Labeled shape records
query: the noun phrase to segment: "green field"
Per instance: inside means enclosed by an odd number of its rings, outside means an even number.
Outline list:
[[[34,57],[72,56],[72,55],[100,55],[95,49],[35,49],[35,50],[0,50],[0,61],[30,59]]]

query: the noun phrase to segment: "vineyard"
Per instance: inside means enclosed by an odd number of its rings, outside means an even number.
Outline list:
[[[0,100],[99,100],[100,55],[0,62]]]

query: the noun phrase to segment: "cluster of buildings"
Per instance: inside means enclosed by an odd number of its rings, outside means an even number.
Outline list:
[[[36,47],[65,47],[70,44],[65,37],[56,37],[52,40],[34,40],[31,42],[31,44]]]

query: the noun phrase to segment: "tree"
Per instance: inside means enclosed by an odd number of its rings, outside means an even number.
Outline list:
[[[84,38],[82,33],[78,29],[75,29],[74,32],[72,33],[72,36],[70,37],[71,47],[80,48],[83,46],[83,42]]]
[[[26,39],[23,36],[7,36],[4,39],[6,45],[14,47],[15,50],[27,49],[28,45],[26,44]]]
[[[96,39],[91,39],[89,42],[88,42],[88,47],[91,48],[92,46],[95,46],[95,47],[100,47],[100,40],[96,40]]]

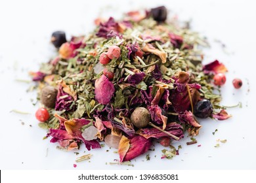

TASK INSTRUCTIONS: Find each line in the data above that contains the string "segment" and copy those lines out. Letter case matters.

EXERCISE RESPONSE:
query: the noun phrase to segment: "green field"
query: the noun phrase to segment: "vineyard"
query: the noun phrase to segment: "cluster of buildings"
query: the noun phrase to segment: "tree"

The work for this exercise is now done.